## Document source
━━━━━━━━━━━━━━━━━━━━━━━━━━━━━━

Fuck the system solaire

Mes tous premiers pas d’extraterrestre, je les ai faits sur la lune en compagnie de Tintin le reporter et de son sidekick, le vieux loup de mer barbu. Pour que l’expérience soit la plus complète possible, nous avions choisi de nous y rendre un jour où elle était bien pleine et lumineuse. Notre séjour là-bas n’a pas duré une semaine, parce que sur place, c’était vite un peu la déprime. Il faut dire qu’il n’y avait pas la plus foisonnante des biodiversités, qu’on ne tombait pas en pâmoison devant l’exubérance des styles et des matières et qu’on ne frissonnait pas longtemps devant la richesse de la palette de couleurs. Ce parc d’attractions était vaste, mais il n’y avait pour ainsi dire qu’un seul thème à choix et il y était particulièrement récurrent.  En gros, une fois que t’avais fait le tour d’un cratère ou deux, que t’avais shooté tes selfies, tu te réjouissais de rentrer pour retrouver l’atmosphère reposante de ton bercail. Et puis Milou a été le premier à se plaindre du mal du pays déjà en arrivant, après y avoir vainement cherché un arbre pour se soulager.

━━━━━━━━━━━━━━━━━━━━━━━━━━━━━━

## Consigne donnée
Répondez à ces questions sur le récit du séjour lunaire :
(a) En compagnie de qui les tout premiers pas sur la lune ont-ils été faits ?
(b) Combien de temps a duré le séjour là-bas ?
(c) Qu'est-ce que Milou a cherché en vain ?

## Relevés extraits
━━━━━━━━━━━━━━━━━━━━━━━━━━━━━━

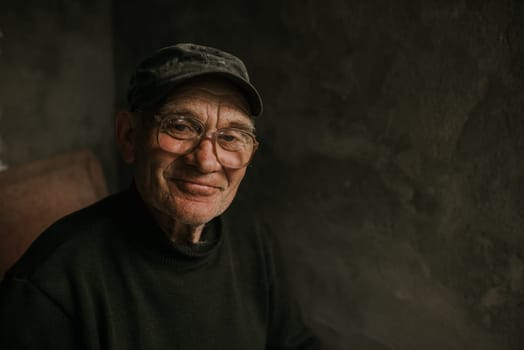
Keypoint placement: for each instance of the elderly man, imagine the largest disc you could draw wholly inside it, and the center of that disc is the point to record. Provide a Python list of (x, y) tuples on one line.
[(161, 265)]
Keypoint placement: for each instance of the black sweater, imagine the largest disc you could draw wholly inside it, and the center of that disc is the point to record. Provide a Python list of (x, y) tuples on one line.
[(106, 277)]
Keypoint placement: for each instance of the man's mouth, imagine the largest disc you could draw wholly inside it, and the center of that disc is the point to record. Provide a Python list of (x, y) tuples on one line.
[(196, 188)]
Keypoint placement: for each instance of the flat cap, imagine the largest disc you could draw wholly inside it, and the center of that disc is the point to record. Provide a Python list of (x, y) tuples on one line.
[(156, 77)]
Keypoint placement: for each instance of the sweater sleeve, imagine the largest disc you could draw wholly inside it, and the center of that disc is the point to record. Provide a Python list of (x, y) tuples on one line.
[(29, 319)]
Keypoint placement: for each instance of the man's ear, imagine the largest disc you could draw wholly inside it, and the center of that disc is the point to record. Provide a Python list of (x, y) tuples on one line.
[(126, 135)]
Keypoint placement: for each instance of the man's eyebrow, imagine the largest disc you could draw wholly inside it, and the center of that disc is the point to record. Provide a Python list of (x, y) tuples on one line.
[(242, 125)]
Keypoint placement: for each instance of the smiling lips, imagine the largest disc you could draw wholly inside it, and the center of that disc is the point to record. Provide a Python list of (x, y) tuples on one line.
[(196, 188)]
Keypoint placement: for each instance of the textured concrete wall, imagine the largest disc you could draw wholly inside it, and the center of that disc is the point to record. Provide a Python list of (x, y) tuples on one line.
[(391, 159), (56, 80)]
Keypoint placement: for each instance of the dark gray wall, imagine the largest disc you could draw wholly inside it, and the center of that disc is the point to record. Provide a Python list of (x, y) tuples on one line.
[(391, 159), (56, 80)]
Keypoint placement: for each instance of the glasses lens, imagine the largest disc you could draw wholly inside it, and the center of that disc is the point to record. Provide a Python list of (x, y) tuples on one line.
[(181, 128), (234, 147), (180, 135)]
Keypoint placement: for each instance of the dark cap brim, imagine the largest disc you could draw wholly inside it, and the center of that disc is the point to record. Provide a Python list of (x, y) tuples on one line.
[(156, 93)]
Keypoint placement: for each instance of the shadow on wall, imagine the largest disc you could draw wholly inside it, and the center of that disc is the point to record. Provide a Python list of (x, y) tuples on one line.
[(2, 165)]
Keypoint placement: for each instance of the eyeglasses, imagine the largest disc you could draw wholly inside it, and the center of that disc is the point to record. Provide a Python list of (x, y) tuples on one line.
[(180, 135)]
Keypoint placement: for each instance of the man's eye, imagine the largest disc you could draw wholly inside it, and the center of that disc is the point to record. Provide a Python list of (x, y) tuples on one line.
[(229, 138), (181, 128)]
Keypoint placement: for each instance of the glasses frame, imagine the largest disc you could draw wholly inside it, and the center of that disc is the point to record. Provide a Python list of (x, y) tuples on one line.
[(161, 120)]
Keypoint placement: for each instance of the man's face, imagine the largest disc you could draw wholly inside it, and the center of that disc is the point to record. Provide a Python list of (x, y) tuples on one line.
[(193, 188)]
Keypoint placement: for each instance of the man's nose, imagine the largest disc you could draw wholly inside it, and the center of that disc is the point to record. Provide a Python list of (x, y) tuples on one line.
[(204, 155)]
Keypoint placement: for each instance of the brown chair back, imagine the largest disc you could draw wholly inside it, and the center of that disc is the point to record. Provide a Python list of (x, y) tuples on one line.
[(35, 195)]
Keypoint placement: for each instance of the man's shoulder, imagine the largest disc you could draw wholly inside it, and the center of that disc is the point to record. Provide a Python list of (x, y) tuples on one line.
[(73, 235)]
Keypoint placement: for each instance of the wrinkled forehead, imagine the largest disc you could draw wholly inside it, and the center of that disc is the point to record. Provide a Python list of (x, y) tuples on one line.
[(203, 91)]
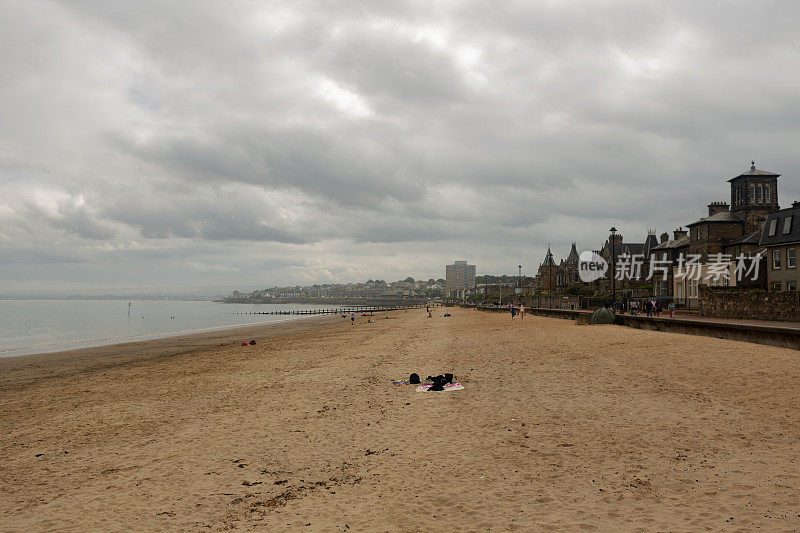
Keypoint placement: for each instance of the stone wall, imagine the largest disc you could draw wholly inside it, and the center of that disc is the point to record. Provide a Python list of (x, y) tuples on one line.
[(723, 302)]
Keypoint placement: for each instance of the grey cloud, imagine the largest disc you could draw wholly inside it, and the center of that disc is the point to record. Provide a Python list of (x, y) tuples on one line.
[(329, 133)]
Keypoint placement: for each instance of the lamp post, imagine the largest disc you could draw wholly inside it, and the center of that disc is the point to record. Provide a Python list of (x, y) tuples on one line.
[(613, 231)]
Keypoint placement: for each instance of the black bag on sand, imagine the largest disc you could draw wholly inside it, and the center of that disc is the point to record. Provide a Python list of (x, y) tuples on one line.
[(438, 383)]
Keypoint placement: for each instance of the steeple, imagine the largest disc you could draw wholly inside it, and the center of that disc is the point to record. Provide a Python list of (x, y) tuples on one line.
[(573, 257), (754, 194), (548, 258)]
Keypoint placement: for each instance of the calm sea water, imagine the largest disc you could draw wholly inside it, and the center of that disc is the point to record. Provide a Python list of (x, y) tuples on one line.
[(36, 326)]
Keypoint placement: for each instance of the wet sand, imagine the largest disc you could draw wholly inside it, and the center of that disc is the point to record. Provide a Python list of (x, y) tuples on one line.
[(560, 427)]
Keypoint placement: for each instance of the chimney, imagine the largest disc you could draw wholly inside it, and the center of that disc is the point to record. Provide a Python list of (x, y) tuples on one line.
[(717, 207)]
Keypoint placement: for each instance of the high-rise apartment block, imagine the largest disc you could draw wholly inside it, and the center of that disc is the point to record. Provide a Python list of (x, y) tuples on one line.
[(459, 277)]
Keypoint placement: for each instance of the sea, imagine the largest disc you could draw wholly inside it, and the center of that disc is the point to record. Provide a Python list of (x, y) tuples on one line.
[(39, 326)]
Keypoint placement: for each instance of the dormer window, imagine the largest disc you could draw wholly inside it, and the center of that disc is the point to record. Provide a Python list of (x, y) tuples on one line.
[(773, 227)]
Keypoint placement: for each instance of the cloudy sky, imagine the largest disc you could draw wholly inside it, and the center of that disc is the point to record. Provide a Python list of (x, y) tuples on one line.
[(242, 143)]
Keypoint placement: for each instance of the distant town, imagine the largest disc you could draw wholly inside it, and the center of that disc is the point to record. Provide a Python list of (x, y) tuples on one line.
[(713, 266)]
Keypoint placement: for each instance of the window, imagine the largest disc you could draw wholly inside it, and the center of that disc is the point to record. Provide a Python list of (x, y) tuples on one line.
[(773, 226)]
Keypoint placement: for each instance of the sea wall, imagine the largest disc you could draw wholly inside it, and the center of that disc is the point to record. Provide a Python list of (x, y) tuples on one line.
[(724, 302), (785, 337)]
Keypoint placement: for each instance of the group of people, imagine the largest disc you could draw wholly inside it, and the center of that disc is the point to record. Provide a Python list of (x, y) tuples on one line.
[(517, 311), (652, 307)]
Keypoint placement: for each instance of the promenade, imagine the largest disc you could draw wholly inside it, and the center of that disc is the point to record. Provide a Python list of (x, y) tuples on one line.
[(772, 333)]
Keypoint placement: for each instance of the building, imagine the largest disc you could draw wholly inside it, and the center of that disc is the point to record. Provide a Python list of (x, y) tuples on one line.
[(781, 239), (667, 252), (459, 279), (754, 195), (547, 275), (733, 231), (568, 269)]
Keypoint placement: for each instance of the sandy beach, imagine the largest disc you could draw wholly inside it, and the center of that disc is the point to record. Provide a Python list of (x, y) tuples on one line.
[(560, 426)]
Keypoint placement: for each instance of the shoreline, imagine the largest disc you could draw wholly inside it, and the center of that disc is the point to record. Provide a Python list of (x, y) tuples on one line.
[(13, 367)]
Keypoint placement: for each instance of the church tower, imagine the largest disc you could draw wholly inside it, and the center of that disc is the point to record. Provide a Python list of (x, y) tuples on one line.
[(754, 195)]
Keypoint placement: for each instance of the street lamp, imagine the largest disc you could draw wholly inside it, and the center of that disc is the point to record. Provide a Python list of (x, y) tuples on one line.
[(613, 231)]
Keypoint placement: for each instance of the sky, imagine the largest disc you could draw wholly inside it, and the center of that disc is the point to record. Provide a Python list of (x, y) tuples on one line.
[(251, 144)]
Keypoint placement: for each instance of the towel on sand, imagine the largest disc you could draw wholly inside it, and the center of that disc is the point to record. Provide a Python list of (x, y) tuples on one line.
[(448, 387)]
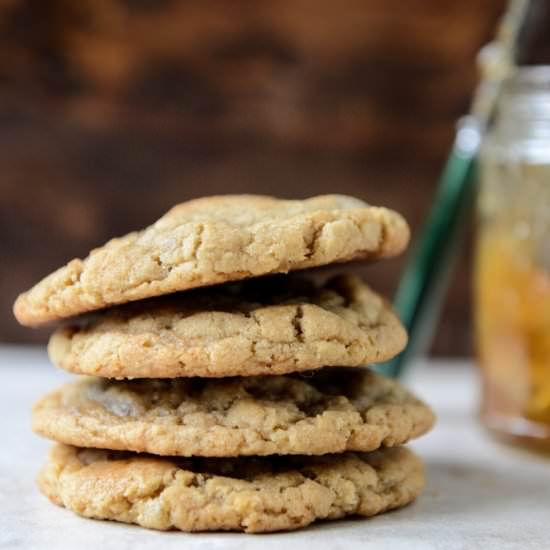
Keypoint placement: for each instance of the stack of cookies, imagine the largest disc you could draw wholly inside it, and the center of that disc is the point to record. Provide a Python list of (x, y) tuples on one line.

━━━━━━━━━━━━━━━━━━━━━━━━━━━━━━

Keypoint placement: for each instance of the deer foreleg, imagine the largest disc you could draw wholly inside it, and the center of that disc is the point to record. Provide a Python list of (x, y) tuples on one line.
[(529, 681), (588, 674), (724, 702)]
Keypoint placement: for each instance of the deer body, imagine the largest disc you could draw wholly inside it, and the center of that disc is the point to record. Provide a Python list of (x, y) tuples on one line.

━━━━━━━━━━━━━━━━━━━━━━━━━━━━━━

## Exercice réalisé
(a) En compagnie de Tintin le reporter et de son sidekick, le vieux loup de mer barbu.
(b) Moins d'une semaine.
(c) Un arbre pour se soulager.